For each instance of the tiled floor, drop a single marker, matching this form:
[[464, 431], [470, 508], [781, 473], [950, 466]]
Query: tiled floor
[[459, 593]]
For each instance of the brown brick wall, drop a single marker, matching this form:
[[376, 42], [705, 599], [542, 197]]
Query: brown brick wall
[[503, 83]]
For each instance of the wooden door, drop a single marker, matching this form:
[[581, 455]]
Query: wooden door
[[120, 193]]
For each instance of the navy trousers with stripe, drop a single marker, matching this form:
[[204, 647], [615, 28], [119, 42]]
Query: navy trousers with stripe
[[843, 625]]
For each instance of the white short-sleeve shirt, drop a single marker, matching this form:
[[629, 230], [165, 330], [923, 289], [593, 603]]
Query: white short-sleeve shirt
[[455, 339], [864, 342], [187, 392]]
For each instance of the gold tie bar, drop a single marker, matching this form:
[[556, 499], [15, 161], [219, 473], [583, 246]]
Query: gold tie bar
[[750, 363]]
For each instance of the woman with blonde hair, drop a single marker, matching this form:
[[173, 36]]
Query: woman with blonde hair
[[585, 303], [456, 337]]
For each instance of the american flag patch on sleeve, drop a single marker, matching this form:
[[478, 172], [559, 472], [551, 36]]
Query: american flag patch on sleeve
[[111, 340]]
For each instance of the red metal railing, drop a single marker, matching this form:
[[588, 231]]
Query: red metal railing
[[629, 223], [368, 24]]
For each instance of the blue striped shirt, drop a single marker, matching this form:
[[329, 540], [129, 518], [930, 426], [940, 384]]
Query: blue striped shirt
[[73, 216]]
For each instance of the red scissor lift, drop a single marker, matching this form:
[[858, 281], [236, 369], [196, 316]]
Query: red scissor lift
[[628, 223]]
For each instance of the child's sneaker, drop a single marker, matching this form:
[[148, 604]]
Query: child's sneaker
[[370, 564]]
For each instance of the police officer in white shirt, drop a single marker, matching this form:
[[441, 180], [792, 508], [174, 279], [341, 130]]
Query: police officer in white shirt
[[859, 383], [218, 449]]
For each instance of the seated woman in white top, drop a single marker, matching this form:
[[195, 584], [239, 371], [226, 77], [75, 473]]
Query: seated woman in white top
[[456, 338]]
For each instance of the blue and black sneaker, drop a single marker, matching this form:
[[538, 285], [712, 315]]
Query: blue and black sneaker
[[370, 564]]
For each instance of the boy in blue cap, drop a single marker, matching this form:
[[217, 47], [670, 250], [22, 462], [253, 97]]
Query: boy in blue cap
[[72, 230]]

# # # # # # #

To be done → Take the lines from the one containing "For each instance of the police" to the last line of the material above and write them out exactly.

In response →
For each instance of the police officer in white shirt, drop a single marker, matching this form:
[[441, 180], [792, 508], [174, 279], [341, 130]]
Query: police officer in white shirt
[[859, 383], [218, 449]]
For each instance of the seated woman in white top, drop a single marker, matching this form:
[[195, 584], [239, 371], [226, 77], [75, 473]]
Query: seated woman in white top
[[456, 338]]
For each instance of the blue and black sneaker, drop a single marker, matching this form:
[[538, 285], [712, 315]]
Query: blue and black sneaker
[[370, 564]]
For each instance of the boy in blue cap, drop a single marker, matching this form:
[[217, 47], [670, 250], [22, 462], [253, 97]]
Query: boy in blue cap
[[72, 230]]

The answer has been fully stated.